Challenge ▸ Each entry must appear again exactly as it does in the source.

[start]

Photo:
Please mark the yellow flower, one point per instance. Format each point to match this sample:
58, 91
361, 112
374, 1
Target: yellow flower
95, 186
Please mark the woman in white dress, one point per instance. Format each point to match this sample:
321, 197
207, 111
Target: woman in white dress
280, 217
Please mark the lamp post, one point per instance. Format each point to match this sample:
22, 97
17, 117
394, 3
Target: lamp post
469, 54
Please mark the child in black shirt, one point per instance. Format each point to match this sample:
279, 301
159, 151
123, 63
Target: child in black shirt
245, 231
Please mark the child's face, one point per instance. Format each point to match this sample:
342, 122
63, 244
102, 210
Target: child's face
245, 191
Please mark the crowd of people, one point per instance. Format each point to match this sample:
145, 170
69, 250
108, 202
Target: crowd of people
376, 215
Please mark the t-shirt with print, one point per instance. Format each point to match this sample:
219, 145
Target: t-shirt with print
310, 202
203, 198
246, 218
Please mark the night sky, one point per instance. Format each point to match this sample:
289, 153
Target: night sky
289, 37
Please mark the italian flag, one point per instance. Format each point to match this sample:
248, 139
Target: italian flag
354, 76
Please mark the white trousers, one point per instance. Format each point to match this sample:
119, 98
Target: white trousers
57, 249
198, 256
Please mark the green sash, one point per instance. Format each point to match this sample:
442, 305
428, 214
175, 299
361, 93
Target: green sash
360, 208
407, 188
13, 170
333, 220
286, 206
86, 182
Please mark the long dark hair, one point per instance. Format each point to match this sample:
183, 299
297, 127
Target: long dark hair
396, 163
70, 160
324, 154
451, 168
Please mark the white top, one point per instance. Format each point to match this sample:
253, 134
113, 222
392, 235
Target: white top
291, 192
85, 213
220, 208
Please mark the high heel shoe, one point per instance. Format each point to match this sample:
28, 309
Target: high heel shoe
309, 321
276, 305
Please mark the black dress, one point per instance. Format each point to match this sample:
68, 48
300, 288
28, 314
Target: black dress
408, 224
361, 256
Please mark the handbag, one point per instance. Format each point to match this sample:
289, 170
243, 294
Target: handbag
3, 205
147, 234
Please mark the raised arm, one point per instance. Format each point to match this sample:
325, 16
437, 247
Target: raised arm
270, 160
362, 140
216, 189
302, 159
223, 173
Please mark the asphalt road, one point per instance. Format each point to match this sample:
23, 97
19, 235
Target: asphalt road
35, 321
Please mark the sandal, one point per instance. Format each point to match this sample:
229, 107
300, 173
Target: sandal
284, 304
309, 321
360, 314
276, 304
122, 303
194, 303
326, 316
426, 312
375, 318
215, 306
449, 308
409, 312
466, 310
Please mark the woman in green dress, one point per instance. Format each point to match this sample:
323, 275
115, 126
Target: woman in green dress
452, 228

[end]

Result of the exercise ▸
Photo:
Please mark the yellow flower, one point per instance. Format each point to match this sample:
58, 91
361, 112
374, 1
Target: yellow flower
95, 186
Please mark the woman in white dress, one point per instance. Format each point to match this sample:
321, 197
207, 111
Target: woman in white dress
280, 217
Please mark the lamp post, one point per instance. Format each point to match this sample:
22, 97
17, 117
394, 3
Target: lamp post
469, 54
Please mark the child in black shirt, one point per instance. Format each point to match this sample:
279, 301
159, 151
123, 63
Target: child in black shirt
245, 231
Please mark the child's face, one point per instance. Format each point to match this sample:
342, 122
63, 244
102, 210
Target: child's face
245, 191
Please mark the crowd of people, one point per instance. Format each point to match this sample:
145, 170
69, 250
108, 202
Target: crowd of people
376, 215
Please mark the t-shirt with print, one point per instance. Format each point to match this sample:
219, 145
Target: t-shirt with print
310, 202
203, 198
246, 218
Please mark the night sky, one point per instance. Format each point to match this sample:
289, 153
Target: night sky
289, 37
Please mark the italian flag, one point per instance. Format each point to match this sample:
248, 139
Target: italian flag
354, 76
Please mark the white trousers, one point per instance. Format each point to match this sample:
119, 98
Target: white trousers
57, 249
198, 256
Please mark the green sash, one point per instance. Format each point to match this sample:
442, 305
428, 214
175, 299
361, 93
Target: green sash
360, 208
407, 188
13, 170
333, 220
286, 206
86, 182
Please mark the long dark hair, one point per instance. Format each point to match this sample:
183, 299
297, 127
Target: long dark hair
396, 163
70, 160
324, 154
451, 168
Please mark the white top, one point per instance. Format each point to match this sample:
253, 134
113, 222
392, 235
Target: white top
291, 192
85, 213
220, 208
Please mark the high heel shoe, one point per instance. Format each point to match this sample:
28, 309
Target: high heel shoe
309, 321
276, 305
Please mark the black dress, one point per instance. Format each point to match this sample:
68, 48
300, 288
28, 314
Target: black dress
408, 224
361, 256
Please mark the handbag, one point per instance. Format each point to match this sample:
289, 170
243, 294
Target: handbag
3, 205
147, 234
Please mark the raised arm, one point per instance. Format each point to match this sample:
325, 16
437, 247
Target: raised arm
270, 160
362, 140
216, 189
302, 159
223, 173
Please mark the asphalt road, one point per instance. Format each point to match this sample:
23, 97
19, 235
Target: asphalt road
35, 321
Please mark the sandal, one point per instance. Format each point to match this sample:
229, 107
300, 173
Target: sandal
284, 304
309, 321
360, 314
276, 304
122, 303
194, 303
326, 316
426, 312
375, 318
215, 306
449, 308
409, 312
466, 310
Please mark the woman in green dress, one point per instance. Format each point to match this sample:
323, 275
115, 126
Target: woman in green dress
452, 228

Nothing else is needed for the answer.